*Supplied passage:*
-------------------------

Re: [google-appengine] Another HR Refactoring Issue - When to clear a cache?

Joshua Smith Tue, 06 Sep 2011 10:20:03 -0700

But with what countdown?

Is there an upper bound on "eventually" in eventually consistent?  How do you 
know that it's safe to do a query?


Can some people who have been using HR for a while weigh in on the longest 
delay they've ever seen to consistency to be achieved?

On Sep 6, 2011, at 1:13 PM, johnP wrote:

> 
> You can transactionally launch a deferred task with a future ETA that
> will clear the Memcache.
> 
> johnP
> 
> 
> On Sep 6, 9:55 am, Joshua Smith <[email protected]> wrote:
>> And you and your users are happy with this, Tom?
>> 
>> I've been thinking more about entity groups, since they make this 
>> consistency mess go away.  In fact, while Entity Groups are not a great 
>> solution for all my data, they do seem to fit for most of my models.  
>> Meetings can be parented by Boards, Meeting Changes can be parented by 
>> Meetings, etc..  So it's really only the top-level (Town) view where the 
>> consistency will be all over the place, and doing what you suggested for 
>> that seems like it could work.
>> 
>> However, I'm now realizing that adding entity groups to an existing 
>> application (even during the transition to HR) is a real problem.
>> 
>> - I won't be able to use the migration tools, since they are going to create 
>> the new entities matching the old ones, and you can't change a parent once 
>> the model is created.
>> 
>> - The trick of making a new key from the old key (to compensate for the app 
>> ID changing) won't work, because the parent paths will be wrong.

-------------------------

*Data entries:*

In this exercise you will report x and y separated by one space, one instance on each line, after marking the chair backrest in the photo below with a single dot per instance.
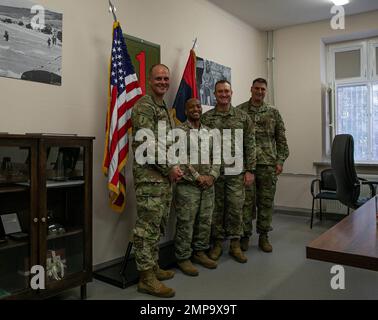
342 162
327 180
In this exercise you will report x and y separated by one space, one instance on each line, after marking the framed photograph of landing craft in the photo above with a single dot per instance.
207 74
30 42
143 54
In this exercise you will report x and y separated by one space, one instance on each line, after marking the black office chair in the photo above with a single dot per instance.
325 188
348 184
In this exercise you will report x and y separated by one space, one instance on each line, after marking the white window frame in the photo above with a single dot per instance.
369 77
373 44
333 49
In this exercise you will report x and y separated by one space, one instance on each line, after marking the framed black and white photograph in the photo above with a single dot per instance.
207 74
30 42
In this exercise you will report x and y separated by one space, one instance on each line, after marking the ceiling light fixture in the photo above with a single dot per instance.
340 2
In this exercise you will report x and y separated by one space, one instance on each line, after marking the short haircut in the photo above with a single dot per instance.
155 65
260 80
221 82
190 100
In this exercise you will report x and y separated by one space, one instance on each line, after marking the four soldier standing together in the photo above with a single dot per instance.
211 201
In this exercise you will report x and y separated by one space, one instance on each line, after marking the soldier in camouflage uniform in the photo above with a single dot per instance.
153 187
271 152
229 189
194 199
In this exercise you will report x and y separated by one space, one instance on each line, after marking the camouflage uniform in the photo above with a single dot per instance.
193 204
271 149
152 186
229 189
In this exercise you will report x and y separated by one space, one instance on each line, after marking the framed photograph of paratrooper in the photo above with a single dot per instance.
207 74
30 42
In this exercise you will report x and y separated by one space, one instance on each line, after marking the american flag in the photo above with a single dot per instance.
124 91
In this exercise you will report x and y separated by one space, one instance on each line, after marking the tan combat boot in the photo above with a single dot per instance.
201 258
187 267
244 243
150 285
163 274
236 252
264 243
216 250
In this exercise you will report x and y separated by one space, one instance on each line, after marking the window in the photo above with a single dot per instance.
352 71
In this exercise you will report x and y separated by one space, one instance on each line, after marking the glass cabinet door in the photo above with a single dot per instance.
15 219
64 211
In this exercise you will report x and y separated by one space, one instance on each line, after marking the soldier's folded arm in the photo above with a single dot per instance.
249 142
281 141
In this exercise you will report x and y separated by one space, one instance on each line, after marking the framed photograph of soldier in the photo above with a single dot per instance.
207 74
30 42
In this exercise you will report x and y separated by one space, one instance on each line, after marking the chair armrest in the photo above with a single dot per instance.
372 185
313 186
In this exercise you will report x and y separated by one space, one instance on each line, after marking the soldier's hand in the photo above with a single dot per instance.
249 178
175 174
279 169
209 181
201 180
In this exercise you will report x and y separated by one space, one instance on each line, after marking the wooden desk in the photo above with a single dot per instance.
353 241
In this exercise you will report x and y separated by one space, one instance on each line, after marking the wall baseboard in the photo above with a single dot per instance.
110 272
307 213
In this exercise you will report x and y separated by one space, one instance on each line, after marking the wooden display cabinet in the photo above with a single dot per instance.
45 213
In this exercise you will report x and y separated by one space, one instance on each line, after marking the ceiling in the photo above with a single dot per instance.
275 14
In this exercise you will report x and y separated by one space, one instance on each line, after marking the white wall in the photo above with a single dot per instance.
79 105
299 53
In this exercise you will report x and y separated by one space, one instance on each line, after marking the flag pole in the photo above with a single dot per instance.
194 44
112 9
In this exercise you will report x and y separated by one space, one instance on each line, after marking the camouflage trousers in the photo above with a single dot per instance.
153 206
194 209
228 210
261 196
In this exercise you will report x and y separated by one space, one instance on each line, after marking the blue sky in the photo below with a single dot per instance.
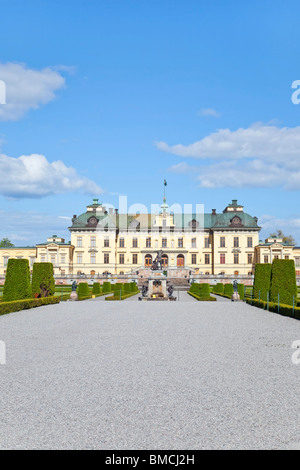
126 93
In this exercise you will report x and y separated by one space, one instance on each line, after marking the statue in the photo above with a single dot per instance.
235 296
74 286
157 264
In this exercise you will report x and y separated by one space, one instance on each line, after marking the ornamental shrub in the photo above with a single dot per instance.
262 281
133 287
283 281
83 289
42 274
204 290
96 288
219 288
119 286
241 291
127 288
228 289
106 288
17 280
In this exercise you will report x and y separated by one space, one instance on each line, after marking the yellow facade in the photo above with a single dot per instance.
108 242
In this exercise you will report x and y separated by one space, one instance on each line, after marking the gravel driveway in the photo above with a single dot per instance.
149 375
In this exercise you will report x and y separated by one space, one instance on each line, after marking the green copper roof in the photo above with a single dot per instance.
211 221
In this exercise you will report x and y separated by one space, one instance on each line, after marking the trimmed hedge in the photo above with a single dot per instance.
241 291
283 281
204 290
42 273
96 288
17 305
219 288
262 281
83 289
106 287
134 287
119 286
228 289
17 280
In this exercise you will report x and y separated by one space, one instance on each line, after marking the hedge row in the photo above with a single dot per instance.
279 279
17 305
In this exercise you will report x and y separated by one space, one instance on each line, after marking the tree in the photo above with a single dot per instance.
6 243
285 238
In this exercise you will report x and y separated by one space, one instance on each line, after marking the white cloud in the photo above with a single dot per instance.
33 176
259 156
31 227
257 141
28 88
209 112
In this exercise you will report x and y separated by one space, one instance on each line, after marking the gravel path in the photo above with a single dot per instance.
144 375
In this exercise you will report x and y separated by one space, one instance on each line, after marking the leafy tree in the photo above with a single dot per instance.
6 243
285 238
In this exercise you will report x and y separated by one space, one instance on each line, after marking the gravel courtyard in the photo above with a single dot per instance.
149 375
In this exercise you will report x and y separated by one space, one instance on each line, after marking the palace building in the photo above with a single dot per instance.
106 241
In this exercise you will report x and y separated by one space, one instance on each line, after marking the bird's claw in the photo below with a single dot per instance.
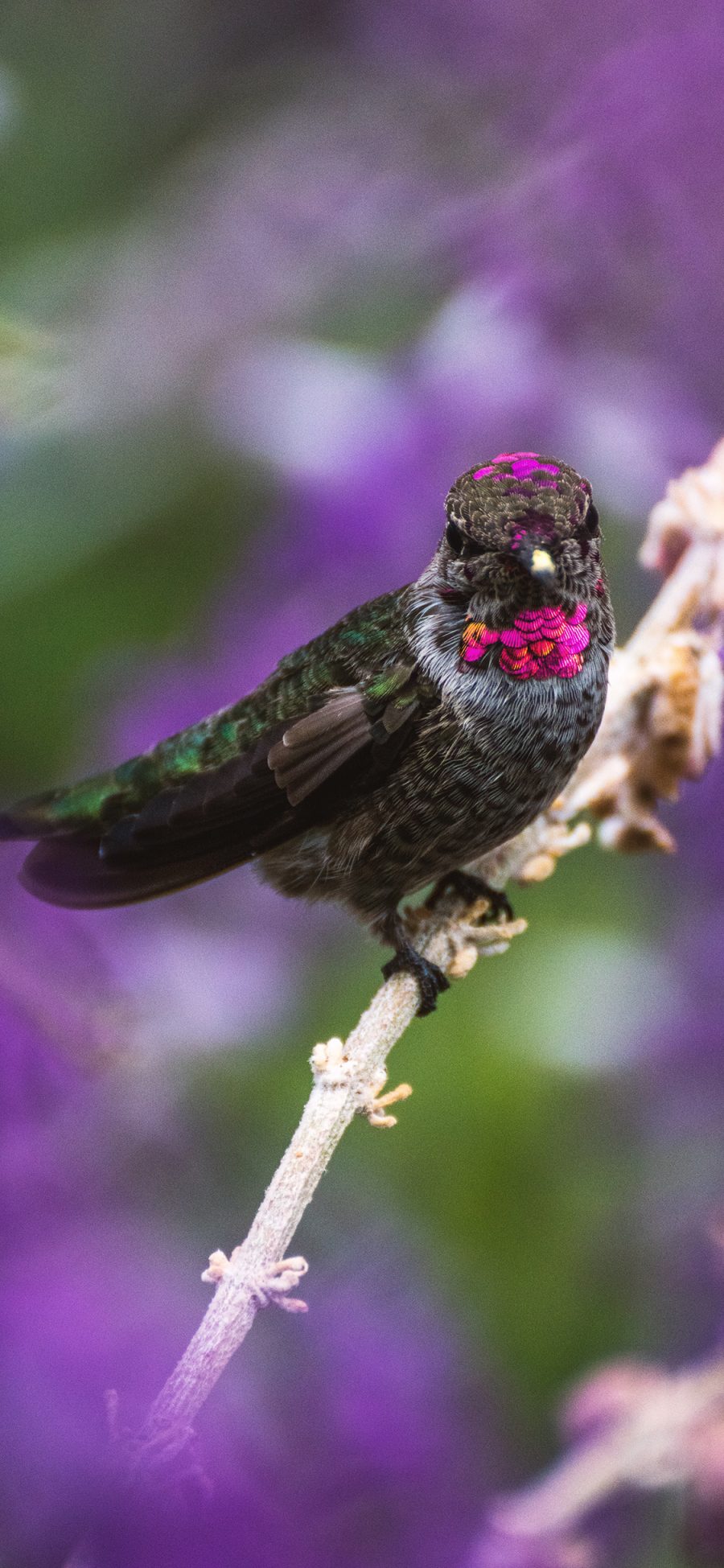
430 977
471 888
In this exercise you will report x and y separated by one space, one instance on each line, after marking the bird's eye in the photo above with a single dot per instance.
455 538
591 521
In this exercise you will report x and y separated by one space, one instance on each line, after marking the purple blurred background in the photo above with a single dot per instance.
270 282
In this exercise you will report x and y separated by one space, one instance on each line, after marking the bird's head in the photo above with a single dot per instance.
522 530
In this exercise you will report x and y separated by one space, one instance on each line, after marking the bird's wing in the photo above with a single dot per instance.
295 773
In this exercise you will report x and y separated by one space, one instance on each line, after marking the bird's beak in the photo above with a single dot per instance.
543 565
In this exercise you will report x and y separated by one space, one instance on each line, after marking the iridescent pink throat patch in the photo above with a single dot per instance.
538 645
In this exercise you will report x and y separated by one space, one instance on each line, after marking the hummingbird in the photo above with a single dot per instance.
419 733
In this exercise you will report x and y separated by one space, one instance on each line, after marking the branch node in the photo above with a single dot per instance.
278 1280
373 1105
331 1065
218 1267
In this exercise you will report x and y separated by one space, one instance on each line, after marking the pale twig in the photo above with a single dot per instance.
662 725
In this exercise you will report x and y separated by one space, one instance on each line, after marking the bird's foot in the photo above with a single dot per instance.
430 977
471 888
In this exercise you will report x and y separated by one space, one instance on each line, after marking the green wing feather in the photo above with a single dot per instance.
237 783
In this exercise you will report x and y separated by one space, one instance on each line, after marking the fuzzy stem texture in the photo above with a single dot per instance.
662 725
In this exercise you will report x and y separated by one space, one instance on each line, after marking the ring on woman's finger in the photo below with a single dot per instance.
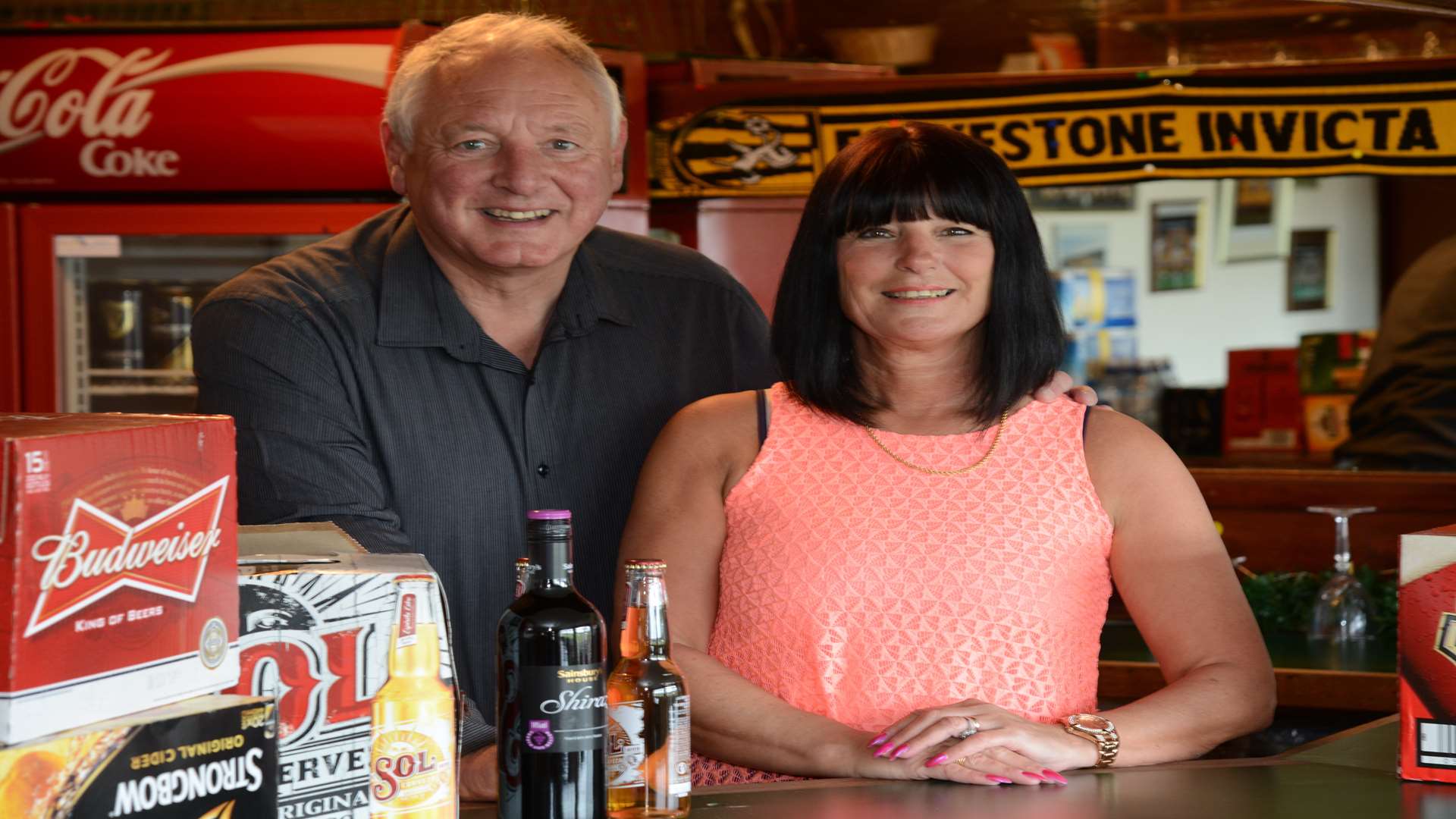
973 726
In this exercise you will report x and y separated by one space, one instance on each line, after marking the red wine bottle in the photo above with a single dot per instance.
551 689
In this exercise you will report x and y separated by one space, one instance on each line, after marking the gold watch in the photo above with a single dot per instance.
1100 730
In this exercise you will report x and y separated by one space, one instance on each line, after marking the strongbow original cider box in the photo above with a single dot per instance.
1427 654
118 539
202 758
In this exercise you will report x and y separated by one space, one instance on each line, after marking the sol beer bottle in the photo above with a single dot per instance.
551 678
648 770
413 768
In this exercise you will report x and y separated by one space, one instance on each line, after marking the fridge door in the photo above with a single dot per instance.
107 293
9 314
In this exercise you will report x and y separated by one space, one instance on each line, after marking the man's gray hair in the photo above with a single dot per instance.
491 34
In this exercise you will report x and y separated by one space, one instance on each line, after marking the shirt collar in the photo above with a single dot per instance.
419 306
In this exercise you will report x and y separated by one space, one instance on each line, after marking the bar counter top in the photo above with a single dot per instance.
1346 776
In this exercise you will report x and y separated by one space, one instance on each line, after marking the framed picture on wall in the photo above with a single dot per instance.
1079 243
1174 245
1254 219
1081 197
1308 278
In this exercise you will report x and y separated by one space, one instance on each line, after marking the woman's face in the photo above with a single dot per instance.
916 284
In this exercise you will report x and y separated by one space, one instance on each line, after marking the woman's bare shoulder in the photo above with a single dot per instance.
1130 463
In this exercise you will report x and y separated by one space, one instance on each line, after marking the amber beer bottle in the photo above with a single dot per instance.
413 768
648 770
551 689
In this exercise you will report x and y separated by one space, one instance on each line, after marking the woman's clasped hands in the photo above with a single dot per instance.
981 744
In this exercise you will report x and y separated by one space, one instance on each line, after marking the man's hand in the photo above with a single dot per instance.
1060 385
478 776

-------------------------

*Task requirements:*
1 > Reproduce verbatim the part of the forum thread on clearing a cache starting at "Can some people" and ending at "clear the Memcache.".
2 > Name every person mentioned by name in the forum thread on clearing a cache.

*Exercise results:*
1 >
Can some people who have been using HR for a while weigh in on the longest 
delay they've ever seen to consistency to be achieved?

On Sep 6, 2011, at 1:13 PM, johnP wrote:

> 
> You can transactionally launch a deferred task with a future ETA that
> will clear the Memcache.

2 >
- Joshua Smith
- johnP
- Tom